To do:
1. In the CF Awareness Month post, rewrite the stretch from "Monday, May 8, 2017" through "to do them every day.", swapping "breathing treatments" for "nebulizer treatments".
2. List every treatment that, according to the CF Awareness Month post, should have been done every day during college and the early twenties.

Text under study:
• • • • •
Monday, May 8, 2017
CF Awareness Month Day 8 - Non-Compliance
Non-compliance and I have an unfortunate track record. Growing up, I honestly didn't need breathing treatments very often. I did them when I had an increased cough, usually when I was sick or the weather was changing, but I did not do them every day. Somewhere around late elementary school, I did start using steroid inhalers every day, and was pretty good at remembering to do that. I'm glad I had all those years of not needing to do breathing treatments all the time - but at the same time, I think that made the adjustment even harder when my health started changing and I really did need to do them every day.
I dug my heels in when doctors started wanting me to do multiple breathing treatments every day. It just took SO MUCH TIME. So, all through college and my early twenties, when I should have been doing an albuterol treatment, hypersal, pulmozyme, and some kind of inhaled antibiotic every day, along with two Vest treatments, I mostly just stuck to albuterol treatments. I felt a little guilty not doing the rest, but was proud enough of myself for adapting to do albuterol treatments twice a day that the guilt wasn't enough to make me change my habits.
After my hospitalizations in 2011 and 2012, I got better about sticking to my treatment plan, but still was not great at it, and eventually fell back into my old routine of rarely doing anything more than albuterol treatments and inhalers. My drive picked up again right before my wedding in 2013, but even that didn't really stick. It wasn't until after being hospitalized at the end of 2014, a few months before taking the bar, that my compliance routine really whipped into shape. I was afraid of getting sick again in February, like I had every February for several years at that point, because that was the month I had to take the bar. So I upped my game, got into a daily routine of getting ALL my treatments in, every morning and every night. And guys...I did SO WELL. The routine stuck around for months after the bar exam was over, and that was one of my healthiest years in recent memory.
Then I started back to work full-time, this time in the career I'd always wanted, and though I tried hard to keep up with all my treatments, I eventually slacked off again. And my health suffered. And now, I'm still fighting hard to get it back.
We're all human - no one can being compliant 100% of the time for years and years on end as a disease like CF demands. There are times I/we have to make a choice - like the days when it's late when I get home, and I have to decide, do I sacrifice sleep so I can get ALL my treatments in tonight? Or is resting my body more important? The same question sometimes comes up in the morning - I wake up still exhausted, and have to decide if I should force myself up to do my treatments, or should I let myself get a little extra sleep before starting the day?
• • • • •
Exercise data:
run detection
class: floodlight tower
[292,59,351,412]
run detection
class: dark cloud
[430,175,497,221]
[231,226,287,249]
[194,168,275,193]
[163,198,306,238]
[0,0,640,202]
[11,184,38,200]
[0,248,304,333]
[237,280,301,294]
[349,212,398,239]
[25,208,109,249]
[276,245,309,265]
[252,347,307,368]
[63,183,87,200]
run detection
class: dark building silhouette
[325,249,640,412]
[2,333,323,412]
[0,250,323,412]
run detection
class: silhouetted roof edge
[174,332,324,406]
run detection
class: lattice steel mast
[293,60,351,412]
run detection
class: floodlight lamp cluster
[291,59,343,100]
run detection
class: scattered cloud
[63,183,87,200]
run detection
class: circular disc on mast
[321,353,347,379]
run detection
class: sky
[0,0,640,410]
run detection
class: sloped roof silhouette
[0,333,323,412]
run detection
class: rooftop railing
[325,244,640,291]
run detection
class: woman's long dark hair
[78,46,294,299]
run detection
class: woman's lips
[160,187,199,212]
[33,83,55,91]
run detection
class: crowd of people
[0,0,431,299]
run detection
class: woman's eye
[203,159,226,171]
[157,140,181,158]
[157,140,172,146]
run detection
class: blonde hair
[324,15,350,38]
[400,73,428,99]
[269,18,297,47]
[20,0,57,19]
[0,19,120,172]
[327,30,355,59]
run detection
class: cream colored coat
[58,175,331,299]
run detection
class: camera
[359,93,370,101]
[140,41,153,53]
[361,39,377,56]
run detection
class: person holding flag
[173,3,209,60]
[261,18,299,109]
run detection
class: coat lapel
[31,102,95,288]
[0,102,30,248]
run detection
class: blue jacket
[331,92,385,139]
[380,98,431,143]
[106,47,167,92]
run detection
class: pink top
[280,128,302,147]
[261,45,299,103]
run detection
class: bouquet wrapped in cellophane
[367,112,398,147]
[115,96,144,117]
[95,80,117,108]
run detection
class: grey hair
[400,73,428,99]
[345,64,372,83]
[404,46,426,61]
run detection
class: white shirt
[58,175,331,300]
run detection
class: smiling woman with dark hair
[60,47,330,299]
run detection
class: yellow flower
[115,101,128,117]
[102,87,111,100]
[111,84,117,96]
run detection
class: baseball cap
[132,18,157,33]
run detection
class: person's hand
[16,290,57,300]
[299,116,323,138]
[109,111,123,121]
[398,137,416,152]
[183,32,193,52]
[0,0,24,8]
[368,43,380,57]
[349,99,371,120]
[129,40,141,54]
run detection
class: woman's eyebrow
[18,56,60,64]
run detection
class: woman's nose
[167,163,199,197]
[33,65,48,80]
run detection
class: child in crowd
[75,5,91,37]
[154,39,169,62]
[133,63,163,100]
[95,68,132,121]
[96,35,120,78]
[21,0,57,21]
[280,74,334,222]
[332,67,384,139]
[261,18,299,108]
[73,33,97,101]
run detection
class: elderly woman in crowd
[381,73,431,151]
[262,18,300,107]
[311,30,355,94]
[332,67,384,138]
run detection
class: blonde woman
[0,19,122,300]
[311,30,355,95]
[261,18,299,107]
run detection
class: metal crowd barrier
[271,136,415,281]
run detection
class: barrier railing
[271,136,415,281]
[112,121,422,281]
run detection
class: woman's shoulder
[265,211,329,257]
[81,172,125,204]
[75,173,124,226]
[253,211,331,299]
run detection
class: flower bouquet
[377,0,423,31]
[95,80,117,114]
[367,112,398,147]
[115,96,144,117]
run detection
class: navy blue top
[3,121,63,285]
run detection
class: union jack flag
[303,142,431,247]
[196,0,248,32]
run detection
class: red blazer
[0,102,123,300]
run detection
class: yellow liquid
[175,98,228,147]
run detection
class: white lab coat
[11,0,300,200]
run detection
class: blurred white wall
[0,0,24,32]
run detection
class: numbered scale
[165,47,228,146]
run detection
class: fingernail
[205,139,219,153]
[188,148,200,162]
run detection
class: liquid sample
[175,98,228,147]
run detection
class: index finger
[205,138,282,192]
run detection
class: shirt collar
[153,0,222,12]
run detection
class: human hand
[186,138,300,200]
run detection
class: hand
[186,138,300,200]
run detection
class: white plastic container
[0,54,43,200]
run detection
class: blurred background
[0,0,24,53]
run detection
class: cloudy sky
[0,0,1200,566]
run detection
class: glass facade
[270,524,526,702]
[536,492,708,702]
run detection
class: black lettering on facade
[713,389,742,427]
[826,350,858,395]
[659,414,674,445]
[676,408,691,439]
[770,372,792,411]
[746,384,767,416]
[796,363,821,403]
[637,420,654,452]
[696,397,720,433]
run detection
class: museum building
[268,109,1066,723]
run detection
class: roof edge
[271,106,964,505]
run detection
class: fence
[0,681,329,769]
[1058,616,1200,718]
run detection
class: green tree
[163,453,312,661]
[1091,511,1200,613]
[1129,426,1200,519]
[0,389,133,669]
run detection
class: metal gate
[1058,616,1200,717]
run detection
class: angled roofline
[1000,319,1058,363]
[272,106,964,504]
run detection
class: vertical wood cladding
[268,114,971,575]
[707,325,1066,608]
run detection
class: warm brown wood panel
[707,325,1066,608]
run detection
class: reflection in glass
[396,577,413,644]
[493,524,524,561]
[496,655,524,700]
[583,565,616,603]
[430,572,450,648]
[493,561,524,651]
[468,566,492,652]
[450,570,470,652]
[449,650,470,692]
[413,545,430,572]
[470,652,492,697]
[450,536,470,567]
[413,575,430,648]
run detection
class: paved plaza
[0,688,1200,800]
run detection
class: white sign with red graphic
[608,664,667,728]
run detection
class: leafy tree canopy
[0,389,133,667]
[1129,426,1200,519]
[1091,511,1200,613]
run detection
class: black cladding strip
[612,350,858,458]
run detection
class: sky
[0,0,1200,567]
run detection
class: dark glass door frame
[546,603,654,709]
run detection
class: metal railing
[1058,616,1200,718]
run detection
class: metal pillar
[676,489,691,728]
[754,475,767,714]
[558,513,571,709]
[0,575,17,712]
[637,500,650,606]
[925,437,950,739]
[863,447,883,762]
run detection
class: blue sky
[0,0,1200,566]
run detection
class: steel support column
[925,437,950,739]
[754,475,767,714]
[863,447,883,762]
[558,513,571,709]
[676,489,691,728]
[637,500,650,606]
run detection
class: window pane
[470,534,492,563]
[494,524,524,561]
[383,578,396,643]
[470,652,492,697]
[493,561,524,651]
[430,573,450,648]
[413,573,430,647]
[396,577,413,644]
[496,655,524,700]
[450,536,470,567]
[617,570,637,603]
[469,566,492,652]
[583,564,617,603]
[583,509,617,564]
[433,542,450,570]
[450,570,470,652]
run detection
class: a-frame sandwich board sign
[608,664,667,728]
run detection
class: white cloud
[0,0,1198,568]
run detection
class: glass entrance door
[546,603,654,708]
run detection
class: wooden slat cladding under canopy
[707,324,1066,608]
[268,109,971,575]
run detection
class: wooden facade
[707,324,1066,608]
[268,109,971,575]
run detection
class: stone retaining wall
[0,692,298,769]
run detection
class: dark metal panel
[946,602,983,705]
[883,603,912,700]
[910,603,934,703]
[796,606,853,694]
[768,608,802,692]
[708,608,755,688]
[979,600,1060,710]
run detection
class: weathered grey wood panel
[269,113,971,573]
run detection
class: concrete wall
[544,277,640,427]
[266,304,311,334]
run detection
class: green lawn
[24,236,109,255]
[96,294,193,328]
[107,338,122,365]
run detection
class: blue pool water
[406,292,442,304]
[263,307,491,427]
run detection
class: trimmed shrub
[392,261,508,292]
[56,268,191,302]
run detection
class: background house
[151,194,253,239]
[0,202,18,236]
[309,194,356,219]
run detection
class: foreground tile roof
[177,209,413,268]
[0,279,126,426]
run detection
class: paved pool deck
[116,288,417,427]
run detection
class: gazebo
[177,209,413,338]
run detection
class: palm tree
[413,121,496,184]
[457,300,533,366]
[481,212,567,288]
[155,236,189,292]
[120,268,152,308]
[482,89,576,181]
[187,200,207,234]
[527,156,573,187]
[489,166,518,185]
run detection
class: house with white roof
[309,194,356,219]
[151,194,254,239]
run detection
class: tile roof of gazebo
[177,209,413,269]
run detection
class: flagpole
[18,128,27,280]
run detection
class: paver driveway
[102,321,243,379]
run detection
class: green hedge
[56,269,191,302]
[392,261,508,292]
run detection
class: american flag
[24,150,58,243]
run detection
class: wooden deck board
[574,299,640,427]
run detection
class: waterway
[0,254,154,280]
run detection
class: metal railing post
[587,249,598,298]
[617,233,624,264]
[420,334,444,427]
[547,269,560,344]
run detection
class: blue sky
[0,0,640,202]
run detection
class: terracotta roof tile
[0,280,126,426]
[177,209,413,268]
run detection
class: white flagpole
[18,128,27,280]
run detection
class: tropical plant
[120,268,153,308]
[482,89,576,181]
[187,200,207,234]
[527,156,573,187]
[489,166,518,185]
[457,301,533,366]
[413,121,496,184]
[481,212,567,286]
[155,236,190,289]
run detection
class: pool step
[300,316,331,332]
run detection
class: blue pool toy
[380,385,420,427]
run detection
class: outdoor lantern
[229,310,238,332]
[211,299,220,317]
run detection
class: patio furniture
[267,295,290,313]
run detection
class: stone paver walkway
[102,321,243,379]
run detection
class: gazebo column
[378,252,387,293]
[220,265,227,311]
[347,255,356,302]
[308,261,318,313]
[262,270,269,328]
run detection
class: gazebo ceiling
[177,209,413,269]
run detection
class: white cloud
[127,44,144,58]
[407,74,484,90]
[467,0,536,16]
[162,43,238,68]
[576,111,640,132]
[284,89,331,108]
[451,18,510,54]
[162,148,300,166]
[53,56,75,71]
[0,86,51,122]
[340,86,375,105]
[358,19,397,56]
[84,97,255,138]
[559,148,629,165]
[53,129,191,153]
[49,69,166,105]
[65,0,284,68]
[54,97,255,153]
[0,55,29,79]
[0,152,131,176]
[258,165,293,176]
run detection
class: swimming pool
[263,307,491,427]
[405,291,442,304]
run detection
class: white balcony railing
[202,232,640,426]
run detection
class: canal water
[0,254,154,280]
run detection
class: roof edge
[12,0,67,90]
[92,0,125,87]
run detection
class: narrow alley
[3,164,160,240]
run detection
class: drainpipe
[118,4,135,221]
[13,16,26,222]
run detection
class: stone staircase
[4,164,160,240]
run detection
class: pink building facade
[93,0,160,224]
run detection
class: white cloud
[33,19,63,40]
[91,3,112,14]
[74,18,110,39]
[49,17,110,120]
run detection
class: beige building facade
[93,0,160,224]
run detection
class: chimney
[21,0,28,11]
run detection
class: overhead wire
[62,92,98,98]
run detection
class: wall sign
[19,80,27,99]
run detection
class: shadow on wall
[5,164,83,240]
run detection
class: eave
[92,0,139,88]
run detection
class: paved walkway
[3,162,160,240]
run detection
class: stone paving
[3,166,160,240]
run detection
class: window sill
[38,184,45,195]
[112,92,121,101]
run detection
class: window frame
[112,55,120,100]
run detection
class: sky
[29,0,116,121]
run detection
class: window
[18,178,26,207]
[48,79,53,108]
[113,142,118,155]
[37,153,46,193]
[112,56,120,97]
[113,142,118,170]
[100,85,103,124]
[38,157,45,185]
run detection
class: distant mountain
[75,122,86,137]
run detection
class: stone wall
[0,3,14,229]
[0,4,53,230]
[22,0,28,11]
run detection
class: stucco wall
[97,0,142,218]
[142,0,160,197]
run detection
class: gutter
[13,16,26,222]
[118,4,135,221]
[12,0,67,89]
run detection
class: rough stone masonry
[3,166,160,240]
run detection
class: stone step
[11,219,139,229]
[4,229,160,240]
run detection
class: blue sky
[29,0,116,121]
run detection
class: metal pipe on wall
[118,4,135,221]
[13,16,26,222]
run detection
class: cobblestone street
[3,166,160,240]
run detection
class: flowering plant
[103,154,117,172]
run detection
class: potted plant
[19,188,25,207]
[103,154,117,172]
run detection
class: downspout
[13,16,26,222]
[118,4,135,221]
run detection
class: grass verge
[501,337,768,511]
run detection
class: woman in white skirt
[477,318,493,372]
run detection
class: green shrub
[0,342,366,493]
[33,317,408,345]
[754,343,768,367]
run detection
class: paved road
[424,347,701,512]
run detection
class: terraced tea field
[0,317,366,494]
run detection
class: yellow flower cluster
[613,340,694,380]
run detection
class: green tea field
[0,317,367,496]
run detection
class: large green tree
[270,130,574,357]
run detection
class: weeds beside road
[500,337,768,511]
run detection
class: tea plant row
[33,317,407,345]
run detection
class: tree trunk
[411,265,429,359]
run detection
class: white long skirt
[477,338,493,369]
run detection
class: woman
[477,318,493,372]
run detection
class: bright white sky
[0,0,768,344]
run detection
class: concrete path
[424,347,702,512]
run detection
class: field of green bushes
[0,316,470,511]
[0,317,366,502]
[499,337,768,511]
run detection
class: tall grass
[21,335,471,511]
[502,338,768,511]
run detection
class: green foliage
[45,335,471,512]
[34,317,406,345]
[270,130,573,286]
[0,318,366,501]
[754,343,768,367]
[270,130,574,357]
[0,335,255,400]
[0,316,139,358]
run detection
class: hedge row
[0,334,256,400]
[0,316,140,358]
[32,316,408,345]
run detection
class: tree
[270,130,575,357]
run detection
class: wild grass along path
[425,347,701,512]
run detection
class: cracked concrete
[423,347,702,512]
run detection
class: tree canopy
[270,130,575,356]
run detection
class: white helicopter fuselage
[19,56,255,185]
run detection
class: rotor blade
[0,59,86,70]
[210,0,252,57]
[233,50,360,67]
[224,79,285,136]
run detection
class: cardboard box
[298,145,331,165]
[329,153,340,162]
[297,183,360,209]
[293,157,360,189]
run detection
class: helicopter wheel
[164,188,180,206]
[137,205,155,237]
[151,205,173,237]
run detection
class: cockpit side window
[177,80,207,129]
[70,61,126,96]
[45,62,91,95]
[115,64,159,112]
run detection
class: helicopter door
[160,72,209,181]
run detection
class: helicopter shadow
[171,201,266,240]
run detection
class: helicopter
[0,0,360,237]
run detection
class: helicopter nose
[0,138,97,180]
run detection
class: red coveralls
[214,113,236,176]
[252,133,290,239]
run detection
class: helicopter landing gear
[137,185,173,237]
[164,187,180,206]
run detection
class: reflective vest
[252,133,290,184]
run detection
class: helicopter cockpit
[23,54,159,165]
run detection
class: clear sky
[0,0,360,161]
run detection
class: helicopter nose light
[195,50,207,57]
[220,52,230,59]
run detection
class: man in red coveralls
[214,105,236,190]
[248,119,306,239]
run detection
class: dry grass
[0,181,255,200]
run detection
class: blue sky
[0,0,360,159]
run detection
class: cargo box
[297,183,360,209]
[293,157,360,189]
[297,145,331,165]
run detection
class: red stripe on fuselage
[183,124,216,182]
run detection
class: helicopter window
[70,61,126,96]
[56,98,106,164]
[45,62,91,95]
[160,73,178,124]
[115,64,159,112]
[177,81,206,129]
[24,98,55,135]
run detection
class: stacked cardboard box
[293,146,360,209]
• • • • •
Answers to the problems:
1.
Monday, May 8, 2017
CF Awareness Month Day 8 - Non-Compliance
Non-compliance and I have an unfortunate track record. Growing up, I honestly didn't need nebulizer treatments very often. I did them when I had an increased cough, usually when I was sick or the weather was changing, but I did not do them every day. Somewhere around late elementary school, I did start using steroid inhalers every day, and was pretty good at remembering to do that. I'm glad I had all those years of not needing to do nebulizer treatments all the time - but at the same time, I think that made the adjustment even harder when my health started changing and I really did need to do them every day.

2.
- An albuterol treatment
- Hypersal
- Pulmozyme
- Some kind of inhaled antibiotic
- Two Vest treatments